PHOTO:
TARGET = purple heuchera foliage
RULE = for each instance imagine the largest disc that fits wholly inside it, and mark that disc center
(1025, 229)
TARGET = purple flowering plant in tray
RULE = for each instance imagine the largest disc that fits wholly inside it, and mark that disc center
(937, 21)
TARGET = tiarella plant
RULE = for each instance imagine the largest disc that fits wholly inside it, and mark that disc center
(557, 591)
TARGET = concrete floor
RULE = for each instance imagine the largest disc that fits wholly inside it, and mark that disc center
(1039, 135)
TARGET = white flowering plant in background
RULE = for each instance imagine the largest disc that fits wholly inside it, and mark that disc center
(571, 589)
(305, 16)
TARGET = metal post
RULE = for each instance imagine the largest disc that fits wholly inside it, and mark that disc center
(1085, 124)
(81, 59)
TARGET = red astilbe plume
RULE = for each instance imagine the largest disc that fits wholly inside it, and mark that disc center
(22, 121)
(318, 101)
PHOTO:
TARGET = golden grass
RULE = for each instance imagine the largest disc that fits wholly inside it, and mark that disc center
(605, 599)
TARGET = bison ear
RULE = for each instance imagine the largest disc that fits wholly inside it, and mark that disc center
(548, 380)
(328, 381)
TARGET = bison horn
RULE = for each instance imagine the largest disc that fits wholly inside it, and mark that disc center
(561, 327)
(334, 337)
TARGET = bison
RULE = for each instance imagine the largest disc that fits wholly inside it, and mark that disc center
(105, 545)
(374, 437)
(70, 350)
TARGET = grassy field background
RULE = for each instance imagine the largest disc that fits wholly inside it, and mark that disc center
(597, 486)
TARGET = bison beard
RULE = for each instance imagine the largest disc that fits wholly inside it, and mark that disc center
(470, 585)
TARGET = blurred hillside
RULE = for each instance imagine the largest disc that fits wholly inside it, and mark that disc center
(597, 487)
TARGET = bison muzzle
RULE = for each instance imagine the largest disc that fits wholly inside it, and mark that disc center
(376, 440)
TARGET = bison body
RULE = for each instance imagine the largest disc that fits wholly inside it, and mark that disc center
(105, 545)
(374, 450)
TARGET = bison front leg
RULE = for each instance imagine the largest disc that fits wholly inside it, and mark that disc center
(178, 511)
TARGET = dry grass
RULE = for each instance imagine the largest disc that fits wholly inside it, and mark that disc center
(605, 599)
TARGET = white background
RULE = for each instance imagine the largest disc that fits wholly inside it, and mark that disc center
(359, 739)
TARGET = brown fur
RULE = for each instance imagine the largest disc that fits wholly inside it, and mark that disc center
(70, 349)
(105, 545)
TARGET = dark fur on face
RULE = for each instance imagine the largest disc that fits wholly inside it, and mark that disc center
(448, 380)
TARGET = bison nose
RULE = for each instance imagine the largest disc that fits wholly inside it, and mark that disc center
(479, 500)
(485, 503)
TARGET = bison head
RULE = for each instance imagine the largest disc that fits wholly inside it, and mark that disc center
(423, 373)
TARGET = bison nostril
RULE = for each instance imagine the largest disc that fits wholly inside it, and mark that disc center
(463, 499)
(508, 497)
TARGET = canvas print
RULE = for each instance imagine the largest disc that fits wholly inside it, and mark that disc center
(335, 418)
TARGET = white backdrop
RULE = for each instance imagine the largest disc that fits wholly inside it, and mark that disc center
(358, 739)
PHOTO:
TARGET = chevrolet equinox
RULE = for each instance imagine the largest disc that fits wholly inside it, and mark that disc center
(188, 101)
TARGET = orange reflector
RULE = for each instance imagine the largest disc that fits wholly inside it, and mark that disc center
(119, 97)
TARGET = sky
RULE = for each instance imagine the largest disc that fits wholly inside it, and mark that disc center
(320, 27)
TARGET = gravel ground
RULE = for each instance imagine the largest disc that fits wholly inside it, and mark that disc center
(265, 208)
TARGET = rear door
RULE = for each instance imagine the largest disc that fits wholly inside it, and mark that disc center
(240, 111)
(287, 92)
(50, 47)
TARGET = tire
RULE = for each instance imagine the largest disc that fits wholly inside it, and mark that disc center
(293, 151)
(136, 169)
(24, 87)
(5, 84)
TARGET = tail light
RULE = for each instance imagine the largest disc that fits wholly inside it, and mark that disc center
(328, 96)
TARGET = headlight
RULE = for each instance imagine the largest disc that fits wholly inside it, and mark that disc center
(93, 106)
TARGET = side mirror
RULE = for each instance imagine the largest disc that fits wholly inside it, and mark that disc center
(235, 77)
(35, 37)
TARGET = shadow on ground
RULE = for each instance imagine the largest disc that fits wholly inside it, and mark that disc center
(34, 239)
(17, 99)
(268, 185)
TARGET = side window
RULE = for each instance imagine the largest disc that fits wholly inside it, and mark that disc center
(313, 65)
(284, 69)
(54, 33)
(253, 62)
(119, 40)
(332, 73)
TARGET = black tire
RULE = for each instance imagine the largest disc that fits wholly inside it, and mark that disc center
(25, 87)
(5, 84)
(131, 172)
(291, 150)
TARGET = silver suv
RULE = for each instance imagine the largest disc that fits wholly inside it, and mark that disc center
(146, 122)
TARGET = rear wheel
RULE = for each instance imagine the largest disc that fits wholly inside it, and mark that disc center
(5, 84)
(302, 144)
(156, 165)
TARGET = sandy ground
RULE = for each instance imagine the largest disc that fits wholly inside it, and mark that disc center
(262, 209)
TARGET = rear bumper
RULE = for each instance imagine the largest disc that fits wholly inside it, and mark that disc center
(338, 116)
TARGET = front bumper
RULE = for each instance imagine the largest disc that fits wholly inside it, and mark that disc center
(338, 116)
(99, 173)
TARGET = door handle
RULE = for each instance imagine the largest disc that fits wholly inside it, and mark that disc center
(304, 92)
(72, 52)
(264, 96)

+++

The task = Give again only the lines starting at the one that contains "TARGET = side window" and running to the end of the data.

Written solution =
TARGET = side window
RULE = for each instance imagine the largest disc that fits wholly inside it, and mark that disc center
(313, 65)
(284, 69)
(54, 33)
(253, 62)
(119, 40)
(332, 73)
TARGET = black tire
RULE = for each instance imagine the largest disc that fits wholly inside it, and mark that disc center
(25, 87)
(5, 84)
(131, 172)
(291, 150)
TARGET = silver suv
RULE = for each instance imagine the largest disc that fits wholly inside it, and mark that disc center
(146, 122)
TARGET = rear wheel
RULE = for each instance imagine the largest disc that fits wholly inside it, and mark that disc center
(5, 84)
(302, 144)
(156, 165)
TARGET = sandy ground
RULE = for each instance imagine the largest disc that fits wholly inside it, and mark that disc center
(262, 209)
TARGET = rear bumper
RULE = for each instance imagine the largest disc that fits wholly inside it, and mark that disc center
(338, 116)
TARGET = front bumper
RULE = for each instance imagine the largest disc that fits wholly inside it, and mark that disc center
(338, 116)
(99, 173)
TARGET = door handle
RULE = for each instance imagine the largest disc that fits wholly inside it, and mark that disc center
(304, 92)
(72, 52)
(264, 96)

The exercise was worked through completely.